Objective =
Transcribe the passage of the vbus patch discussion between "but, otherwise, the" and "nature, not per-cpu.", inclusive, keeping its wording unchanged.

Passage provided =
Re: [PATCH v3 3/6] vbus: add a "vbus-proxy" bus model for vbus_driverobjects

From: Avi Kivity
Date: Wed Aug 19 2009 - 16:37:30 EST

Next message: Ingo Molnar: "Re: [PATCH, RFC] xfs: batched discard support"
Previous message: Ingo Molnar: "Re: [circular locking bug] Re: [patch 00/15] clocksource /timekeeping rework V4 (resend V3 + bug fix)"
In reply to: Gregory Haskins: "Re: [PATCH v3 3/6] vbus: add a "vbus-proxy" bus model for vbus_driverobjects"
Next in thread: Ingo Molnar: "Re: [PATCH v3 3/6] vbus: add a "vbus-proxy" bus model forvbus_driver objects"
Messages sorted by: [ date ] [ thread ] [ subject ] [ author ]

On 08/19/2009 09:26 PM, Gregory Haskins wrote:

This is for things like the setup of queue-pairs, and the transport of
door-bells, and ib-verbs. I am not on the team doing that work, so I am
not an expert in this area. What I do know is having a flexible and
low-latency signal-path was deemed a key requirement.

That's not a full bypass, then. AFAIK kernel bypass has userspace
talking directly to the device.

Like I said, I am not an expert on the details here. I only work on the
vbus plumbing. FWIW, the work is derivative from the "Xen-IB" project

http://www.openib.org/archives/nov2006sc/xen-ib-presentation.pdf

There were issues with getting Xen-IB to map well into the Xen model.
Vbus was specifically designed to address some of those short-comings.

Well I'm not an Infiniband expert. But from what I understand VMM bypass means avoiding the call to the VMM entirely by exposing hardware registers directly to the guest.

This is best done using cr8/tpr so you don't have to exit at all. See
also my vtpr support for Windows which does this in software, generally
avoiding the exit even when lowering priority.

You can think of vTPR as a good model, yes. Generally, you can't
actually use it for our purposes for several reasons, however:

1) the prio granularity is too coarse (16 levels, -rt has 100)

2) it is too scope limited (it covers only interrupts, we need to have
additional considerations, like nested guest/host scheduling algorithms
against the vcpu, and prio-remap policies)

3) I use "priority" generally..there may be other non-priority based
policies that need to add state to the table (such as EDF deadlines, etc).

but, otherwise, the idea is the same. Besides, this was one example.

Well, if priority is so important then I'd recommend exposing it via a virtual interrupt controller. A bus is the wrong model to use, because its scope is only the devices it contains, and because it is system-wide in nature, not per-cpu.

This is where the really fast call() type mechanism is important.

Its also about having the priority flow-end to end, and having the vcpu
interrupt state affect the task-priority, etc (e.g. pending interrupts
affect the vcpu task prio).

etc, etc.

I can go on and on (as you know ;), but will wait till this work is more
concrete and proven.

Generally cpu state shouldn't flow through a device but rather through
MSRs, hypercalls, and cpu registers.

Well, you can blame yourself for that one ;)

Records provided =
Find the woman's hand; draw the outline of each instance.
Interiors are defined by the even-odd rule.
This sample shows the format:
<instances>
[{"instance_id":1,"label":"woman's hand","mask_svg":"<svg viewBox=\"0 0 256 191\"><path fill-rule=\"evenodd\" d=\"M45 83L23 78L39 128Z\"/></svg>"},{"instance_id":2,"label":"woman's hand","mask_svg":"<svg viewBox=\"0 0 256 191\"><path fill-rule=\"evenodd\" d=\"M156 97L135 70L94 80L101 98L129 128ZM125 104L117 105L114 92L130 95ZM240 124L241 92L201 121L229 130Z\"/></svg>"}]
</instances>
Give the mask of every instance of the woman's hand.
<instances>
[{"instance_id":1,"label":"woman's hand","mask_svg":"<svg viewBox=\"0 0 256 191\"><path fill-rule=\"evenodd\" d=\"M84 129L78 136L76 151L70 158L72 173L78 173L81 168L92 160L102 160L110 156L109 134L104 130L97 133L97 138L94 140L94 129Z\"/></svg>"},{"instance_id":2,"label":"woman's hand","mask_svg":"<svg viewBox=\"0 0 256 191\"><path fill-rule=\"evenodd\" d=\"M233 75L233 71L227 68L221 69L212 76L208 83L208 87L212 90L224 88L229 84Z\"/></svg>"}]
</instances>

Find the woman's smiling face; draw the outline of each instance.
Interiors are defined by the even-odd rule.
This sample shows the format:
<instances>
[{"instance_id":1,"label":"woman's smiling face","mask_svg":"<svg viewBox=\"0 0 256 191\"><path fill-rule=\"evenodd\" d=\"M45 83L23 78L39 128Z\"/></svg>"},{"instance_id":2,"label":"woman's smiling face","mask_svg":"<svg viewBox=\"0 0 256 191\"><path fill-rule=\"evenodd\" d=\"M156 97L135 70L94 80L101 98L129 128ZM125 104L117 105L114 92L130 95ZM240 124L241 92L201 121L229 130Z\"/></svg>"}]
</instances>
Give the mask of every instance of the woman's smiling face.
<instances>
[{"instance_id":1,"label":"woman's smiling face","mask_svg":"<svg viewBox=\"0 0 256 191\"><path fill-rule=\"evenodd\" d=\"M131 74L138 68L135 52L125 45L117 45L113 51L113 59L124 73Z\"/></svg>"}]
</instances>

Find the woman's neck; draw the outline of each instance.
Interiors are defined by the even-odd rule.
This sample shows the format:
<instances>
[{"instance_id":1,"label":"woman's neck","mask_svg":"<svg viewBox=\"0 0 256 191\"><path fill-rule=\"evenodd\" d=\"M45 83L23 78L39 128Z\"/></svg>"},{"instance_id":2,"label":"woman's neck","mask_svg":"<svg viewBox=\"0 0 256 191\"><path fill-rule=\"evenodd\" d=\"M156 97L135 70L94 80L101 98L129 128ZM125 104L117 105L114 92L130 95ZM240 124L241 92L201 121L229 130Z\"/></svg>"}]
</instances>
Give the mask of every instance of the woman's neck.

Written response =
but, otherwise, the idea is the same. Besides, this was one example.

Well, if priority is so important then I'd recommend exposing it via a virtual interrupt controller. A bus is the wrong model to use, because its scope is only the devices it contains, and because it is system-wide in nature, not per-cpu.